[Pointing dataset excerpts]
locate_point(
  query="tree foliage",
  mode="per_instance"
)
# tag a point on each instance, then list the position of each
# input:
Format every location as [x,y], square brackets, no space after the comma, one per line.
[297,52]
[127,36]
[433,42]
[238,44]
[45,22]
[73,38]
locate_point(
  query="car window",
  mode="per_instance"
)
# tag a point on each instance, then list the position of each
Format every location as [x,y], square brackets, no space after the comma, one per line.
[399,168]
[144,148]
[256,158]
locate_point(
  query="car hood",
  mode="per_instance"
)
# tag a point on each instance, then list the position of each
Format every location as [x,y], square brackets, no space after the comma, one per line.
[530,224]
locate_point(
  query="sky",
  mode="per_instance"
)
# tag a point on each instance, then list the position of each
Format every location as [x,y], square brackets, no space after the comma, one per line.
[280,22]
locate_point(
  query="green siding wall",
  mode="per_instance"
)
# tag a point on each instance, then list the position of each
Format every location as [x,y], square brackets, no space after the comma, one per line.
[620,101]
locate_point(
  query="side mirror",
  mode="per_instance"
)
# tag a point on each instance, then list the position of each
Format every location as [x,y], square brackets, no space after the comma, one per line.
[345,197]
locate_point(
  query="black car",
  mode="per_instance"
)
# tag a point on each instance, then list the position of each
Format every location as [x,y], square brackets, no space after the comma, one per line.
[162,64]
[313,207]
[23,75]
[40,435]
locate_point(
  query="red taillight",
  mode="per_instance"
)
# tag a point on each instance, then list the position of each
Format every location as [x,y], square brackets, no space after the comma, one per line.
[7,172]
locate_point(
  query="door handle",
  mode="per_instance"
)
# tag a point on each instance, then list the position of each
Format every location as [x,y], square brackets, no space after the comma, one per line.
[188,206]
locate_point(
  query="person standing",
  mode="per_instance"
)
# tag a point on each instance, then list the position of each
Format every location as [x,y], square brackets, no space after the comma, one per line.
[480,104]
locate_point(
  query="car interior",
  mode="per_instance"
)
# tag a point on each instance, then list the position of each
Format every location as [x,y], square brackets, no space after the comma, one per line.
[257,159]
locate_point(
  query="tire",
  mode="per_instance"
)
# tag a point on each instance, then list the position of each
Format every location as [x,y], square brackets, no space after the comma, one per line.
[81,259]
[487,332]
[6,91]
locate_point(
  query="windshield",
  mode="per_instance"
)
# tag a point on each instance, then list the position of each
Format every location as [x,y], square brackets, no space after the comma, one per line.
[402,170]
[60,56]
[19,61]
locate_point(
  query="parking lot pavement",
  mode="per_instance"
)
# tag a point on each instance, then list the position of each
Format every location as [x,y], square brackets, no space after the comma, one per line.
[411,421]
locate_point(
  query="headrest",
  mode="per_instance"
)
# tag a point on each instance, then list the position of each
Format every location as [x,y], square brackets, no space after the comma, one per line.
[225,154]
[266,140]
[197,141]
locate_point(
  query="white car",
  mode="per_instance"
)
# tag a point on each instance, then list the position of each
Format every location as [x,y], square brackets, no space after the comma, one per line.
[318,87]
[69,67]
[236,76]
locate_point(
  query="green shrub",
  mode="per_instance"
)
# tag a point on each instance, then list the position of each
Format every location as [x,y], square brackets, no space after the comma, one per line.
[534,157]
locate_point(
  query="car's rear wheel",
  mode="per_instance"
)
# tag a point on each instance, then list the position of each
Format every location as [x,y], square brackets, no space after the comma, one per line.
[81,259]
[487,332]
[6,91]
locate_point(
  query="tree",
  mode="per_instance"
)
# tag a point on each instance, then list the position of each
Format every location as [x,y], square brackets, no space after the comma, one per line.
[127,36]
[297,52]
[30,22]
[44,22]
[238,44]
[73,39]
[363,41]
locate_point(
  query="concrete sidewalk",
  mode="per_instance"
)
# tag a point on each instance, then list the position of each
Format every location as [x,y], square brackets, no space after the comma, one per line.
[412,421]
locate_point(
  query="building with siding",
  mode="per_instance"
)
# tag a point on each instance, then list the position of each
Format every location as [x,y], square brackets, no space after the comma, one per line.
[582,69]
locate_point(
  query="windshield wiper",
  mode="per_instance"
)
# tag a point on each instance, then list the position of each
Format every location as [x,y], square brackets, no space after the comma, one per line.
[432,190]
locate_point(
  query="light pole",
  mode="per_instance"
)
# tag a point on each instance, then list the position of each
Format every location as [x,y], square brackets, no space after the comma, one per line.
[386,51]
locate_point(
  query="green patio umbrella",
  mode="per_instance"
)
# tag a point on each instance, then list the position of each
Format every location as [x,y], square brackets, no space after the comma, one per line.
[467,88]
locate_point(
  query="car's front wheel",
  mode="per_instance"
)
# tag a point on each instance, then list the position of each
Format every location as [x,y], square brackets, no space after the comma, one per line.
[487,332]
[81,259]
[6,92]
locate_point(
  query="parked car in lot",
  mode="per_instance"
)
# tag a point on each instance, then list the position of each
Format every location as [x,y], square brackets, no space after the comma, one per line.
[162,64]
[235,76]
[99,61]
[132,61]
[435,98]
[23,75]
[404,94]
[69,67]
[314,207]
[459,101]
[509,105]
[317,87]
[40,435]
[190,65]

What is asked ▸ Count the lines of the items above that contain the string "wheel", matching case exactly, and give only the number.

Result ▸ 2